**Task input:**
= = =

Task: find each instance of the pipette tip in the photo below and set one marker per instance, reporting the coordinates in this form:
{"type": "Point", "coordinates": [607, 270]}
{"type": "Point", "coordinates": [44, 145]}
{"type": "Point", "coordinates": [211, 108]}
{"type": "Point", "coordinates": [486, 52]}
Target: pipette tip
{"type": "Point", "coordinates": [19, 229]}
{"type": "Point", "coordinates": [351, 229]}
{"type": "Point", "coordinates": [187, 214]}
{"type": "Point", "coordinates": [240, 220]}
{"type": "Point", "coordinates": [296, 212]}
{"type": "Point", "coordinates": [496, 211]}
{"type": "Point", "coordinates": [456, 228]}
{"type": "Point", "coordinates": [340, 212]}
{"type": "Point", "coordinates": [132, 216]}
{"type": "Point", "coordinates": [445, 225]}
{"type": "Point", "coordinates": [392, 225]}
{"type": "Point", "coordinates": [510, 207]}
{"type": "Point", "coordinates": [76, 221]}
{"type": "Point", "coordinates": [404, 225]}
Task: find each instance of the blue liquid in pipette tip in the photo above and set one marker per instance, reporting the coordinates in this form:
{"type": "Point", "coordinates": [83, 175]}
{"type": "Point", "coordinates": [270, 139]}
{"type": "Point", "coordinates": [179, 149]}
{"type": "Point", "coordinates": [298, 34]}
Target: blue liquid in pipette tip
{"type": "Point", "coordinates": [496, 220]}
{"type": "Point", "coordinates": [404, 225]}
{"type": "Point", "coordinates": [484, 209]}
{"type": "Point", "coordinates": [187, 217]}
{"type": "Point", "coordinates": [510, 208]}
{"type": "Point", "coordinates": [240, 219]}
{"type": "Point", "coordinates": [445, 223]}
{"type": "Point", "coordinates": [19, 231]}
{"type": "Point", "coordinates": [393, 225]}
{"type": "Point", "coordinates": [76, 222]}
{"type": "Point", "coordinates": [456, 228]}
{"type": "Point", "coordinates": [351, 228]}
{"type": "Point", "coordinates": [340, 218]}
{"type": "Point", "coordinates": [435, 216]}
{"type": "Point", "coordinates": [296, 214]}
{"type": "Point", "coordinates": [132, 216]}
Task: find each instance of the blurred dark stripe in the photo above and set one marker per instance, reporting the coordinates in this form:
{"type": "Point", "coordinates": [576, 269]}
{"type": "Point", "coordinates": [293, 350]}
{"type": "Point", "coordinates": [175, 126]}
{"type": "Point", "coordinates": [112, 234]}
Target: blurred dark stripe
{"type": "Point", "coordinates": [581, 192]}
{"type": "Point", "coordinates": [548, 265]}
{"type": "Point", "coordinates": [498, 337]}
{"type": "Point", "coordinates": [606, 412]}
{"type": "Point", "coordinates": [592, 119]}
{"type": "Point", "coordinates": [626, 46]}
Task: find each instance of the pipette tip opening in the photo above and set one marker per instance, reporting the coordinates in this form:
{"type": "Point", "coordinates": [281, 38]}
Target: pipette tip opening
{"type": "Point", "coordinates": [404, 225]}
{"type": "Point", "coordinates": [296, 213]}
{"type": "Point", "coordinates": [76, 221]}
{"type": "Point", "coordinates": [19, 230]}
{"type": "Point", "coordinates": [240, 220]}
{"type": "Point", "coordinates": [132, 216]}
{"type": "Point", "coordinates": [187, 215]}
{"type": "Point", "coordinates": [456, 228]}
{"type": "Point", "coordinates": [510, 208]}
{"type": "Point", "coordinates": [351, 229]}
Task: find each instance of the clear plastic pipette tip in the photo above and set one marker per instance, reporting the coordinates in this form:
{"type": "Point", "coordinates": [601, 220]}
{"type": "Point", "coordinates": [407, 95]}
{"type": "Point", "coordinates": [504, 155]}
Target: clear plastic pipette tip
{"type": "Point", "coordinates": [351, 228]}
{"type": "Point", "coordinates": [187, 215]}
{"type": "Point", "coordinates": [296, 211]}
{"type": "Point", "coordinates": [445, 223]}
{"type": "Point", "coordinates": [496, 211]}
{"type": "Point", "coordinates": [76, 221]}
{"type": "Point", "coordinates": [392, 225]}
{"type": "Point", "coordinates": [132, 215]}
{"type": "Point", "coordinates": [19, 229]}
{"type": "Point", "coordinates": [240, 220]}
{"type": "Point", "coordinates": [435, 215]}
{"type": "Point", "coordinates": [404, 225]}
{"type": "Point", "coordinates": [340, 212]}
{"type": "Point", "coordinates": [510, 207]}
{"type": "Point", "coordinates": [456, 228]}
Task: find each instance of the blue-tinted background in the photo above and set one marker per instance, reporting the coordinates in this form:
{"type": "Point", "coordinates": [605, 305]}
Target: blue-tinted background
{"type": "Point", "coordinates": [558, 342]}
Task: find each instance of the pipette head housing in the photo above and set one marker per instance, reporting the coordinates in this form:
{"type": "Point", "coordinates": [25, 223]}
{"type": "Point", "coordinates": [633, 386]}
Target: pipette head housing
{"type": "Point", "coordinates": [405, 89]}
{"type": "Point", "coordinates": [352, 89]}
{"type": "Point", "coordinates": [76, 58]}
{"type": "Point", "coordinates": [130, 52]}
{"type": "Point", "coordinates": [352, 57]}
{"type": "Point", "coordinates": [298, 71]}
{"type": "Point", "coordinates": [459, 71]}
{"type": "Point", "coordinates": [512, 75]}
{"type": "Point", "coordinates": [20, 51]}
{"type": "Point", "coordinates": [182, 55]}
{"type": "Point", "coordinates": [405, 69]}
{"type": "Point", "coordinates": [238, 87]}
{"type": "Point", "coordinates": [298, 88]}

= = =

**What you should do:**
In the entries above, how many lines contain the string "reporting"? Say only the number.

**Result below:**
7